● Given problem: Your task is to print the material below exactly as presented.

● Given records:
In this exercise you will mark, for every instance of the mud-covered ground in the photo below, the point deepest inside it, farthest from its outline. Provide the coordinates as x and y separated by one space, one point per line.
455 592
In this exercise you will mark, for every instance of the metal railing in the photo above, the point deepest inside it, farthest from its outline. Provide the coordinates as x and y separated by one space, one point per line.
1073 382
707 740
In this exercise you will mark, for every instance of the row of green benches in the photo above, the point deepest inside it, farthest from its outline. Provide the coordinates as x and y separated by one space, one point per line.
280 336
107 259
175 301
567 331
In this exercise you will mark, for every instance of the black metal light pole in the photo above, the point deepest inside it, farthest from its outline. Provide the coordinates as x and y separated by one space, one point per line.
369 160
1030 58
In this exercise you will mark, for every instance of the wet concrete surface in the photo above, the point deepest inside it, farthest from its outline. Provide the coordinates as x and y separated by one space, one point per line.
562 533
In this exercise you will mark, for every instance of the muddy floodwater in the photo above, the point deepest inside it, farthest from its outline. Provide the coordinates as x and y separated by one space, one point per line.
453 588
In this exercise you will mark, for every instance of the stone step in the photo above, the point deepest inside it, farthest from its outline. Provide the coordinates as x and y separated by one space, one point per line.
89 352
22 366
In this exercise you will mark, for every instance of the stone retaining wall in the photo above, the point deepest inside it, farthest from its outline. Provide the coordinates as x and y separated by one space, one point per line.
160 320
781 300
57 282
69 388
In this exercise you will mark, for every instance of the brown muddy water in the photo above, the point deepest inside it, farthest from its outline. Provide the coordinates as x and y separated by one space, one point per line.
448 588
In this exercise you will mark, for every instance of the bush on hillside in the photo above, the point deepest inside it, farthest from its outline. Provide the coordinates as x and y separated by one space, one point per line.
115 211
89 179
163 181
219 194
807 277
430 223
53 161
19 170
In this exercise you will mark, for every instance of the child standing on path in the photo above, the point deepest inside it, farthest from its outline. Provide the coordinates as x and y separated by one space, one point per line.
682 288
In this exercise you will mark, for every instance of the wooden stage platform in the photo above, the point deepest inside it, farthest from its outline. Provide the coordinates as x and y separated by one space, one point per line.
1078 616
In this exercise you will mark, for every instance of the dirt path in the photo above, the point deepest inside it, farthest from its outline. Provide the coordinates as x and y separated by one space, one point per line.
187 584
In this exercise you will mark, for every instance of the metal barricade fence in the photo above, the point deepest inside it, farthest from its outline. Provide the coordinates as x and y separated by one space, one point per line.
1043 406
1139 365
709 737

● Problem solution:
In this exercise you will mark, for every instance of the mud-covered ground in the photo below, the point deepest inside it, farthest from its outline. Provide the coordinates as x and y separated by one space, one point per line.
455 592
In this exercise you will mark, for every instance of the metal railing in the photo above, the point deepest inside it, farthest from its outline. Provide the coordinates as x and y separated by one space, one point per line.
1073 382
707 740
In this exercise you will mark, for every instance of the row of green benches in the photo above, the point deepest inside it, farthest from its outline. Provide the coordinates as x and y separated by one space, one point per line.
280 336
107 259
175 301
567 331
In this exercise you will mark, for every instance of the black metal light pole in the photo above, the point deepest inside it, farthest from its outline. Provide the coordinates as x and y separated by one space, one point per line.
369 160
1030 58
In this exercise you will mark, for every instance of the wet concrete surface in the photo above, the point deepest inside it, farthest from its outline. Provide the coordinates as x and y separated by one space, one point per line.
562 533
In this exercise you will mark, for every instance of the muddy floodwater in the photo above, the point deepest inside it, farthest from its outline. Provide the coordinates as x and y separated by one space, one point per line.
453 588
In this exercise you will mark, for every instance of the stone step in the photo above, the point deepest inside it, farthest from its outline. Provide the coordinates as x and y separated by one space, one point per line.
89 352
22 366
In this exercise you will mark, for every instance of the stone retaining wall in the photo above, the point deepest inside it, farthest from its outline. Provide the coordinates as x and y separated by one space, one point per line.
160 320
781 300
57 282
69 388
In this exercise you will mark, for every instance of the brown muddy water in the photo above, the point deepest inside it, farthest from its outline. Provide the coordinates as x and y separated by one space, one point per line.
448 588
In this exercise you will mark, for every instance of the bush on hillside in the photo above, the point deepest inside it, farthest from its outline. Provide the coordinates as x and y separated by one space, one point per line.
115 211
89 179
163 181
219 194
807 277
430 223
53 161
19 170
In this exercise you will mark, for every instance of the child standing on path in the photo above, the point deepest inside it, farthest from its outline. Provide the coordinates as x and y separated by one space, one point per line.
682 288
In this exercise you will mark, for every instance of the wooden stage platform in the photo above, the point deepest inside it, farthest from its outline. Provide the coordinates as x and y separated by one space, one point per line.
1078 616
In this exercise you will mark, for every instance of the dirt path in the photo above, the point deepest inside it, farthest from its outline. Provide the coordinates as x and y separated by one space, one point per line.
187 584
In this exercise you will mark, for every instance of the metal barricade fence in the photo above, the point deepest inside it, farthest from its outline. Provide the coordinates as x and y separated by one space, one point per line.
1043 406
1139 365
709 737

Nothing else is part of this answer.